Exercise directions :: Put the records, from the line containing "# test: locate() drops one marker on the clock hand, one" through the last line, into a JSON list of strings with one string for each line, and leave out blank lines.

Provided records ::
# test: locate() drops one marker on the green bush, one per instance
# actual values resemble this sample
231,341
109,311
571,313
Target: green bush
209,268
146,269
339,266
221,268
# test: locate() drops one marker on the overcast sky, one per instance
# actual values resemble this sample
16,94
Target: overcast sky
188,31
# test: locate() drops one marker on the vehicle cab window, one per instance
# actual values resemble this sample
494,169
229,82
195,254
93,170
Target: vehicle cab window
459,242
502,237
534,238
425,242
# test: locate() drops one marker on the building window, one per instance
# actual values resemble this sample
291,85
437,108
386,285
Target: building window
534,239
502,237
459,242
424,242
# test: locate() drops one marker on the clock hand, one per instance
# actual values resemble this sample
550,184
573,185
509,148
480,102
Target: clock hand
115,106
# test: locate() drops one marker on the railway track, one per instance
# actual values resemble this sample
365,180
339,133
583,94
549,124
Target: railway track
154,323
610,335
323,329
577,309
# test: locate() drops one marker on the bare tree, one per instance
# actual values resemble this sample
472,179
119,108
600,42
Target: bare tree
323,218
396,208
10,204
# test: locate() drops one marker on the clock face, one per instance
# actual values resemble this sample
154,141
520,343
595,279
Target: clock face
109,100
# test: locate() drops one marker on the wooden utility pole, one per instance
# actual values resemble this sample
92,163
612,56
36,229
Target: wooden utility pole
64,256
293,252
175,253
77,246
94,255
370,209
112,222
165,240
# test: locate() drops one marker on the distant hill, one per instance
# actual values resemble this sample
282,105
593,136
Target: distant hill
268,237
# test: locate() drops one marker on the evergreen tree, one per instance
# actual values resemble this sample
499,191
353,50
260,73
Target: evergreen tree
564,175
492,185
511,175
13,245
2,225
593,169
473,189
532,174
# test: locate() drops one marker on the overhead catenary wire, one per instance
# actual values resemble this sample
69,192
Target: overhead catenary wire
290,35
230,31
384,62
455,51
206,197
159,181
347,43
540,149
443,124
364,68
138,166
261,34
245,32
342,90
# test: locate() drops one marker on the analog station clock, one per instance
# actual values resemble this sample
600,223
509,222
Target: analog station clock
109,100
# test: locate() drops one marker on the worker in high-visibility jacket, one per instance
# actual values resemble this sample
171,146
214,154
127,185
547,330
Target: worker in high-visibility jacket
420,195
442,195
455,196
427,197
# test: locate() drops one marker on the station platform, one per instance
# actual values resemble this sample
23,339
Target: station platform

Result of this exercise ::
[
  "# test: locate() drops one marker on the clock hand, one per instance",
  "# actual values resemble this sample",
  "550,184",
  "573,185",
  "509,148",
  "480,102",
  "Target: clock hand",
  "115,106",
  "# test: locate() drops one marker on the railway track, one per instance",
  "# actual values resemble this sample",
  "365,180",
  "339,133",
  "583,94",
  "549,124",
  "Target: railway track",
  "154,323",
  "610,335",
  "323,329",
  "577,309",
  "# test: locate() drops one marker on the bare tree, one per instance",
  "# actual values resemble this sample",
  "472,179",
  "119,108",
  "600,42",
  "Target: bare tree",
  "323,218",
  "396,208",
  "10,204",
  "# test: locate() drops one marker on the clock face, one per instance",
  "# actual values resemble this sample",
  "154,141",
  "520,343",
  "595,279",
  "Target: clock face",
  "109,100",
  "# test: locate() drops one marker on the wooden utility pole, one per instance",
  "# actual values resemble this sample",
  "92,163",
  "612,56",
  "36,229",
  "Target: wooden utility pole",
  "64,256",
  "293,252",
  "175,253",
  "77,246",
  "94,255",
  "370,209",
  "112,222",
  "165,240",
  "# test: locate() drops one marker on the distant hill, one per instance",
  "# actual values resemble this sample",
  "282,105",
  "593,136",
  "Target: distant hill",
  "268,237",
  "# test: locate() drops one marker on the evergreen tree, one per instance",
  "# actual values resemble this sample",
  "499,191",
  "353,50",
  "260,73",
  "Target: evergreen tree",
  "564,175",
  "492,185",
  "511,175",
  "13,245",
  "2,225",
  "593,169",
  "473,189",
  "532,174",
  "# test: locate() drops one marker on the overhead catenary wire, one per instance",
  "# actual values resemble this sample",
  "69,192",
  "Target: overhead catenary wire",
  "290,35",
  "230,31",
  "384,62",
  "455,51",
  "206,197",
  "159,181",
  "347,43",
  "540,149",
  "443,124",
  "364,68",
  "138,166",
  "261,34",
  "245,32",
  "342,90",
  "# test: locate() drops one marker on the analog station clock, one per instance",
  "# actual values resemble this sample",
  "600,223",
  "509,222",
  "Target: analog station clock",
  "109,100",
  "# test: locate() drops one marker on the worker in high-visibility jacket, one per instance",
  "# actual values resemble this sample",
  "171,146",
  "214,154",
  "127,185",
  "547,330",
  "Target: worker in high-visibility jacket",
  "420,195",
  "442,195",
  "455,196",
  "427,197",
  "# test: locate() drops one marker on the station platform, one per instance",
  "# actual values resemble this sample",
  "23,339",
  "Target: station platform"
]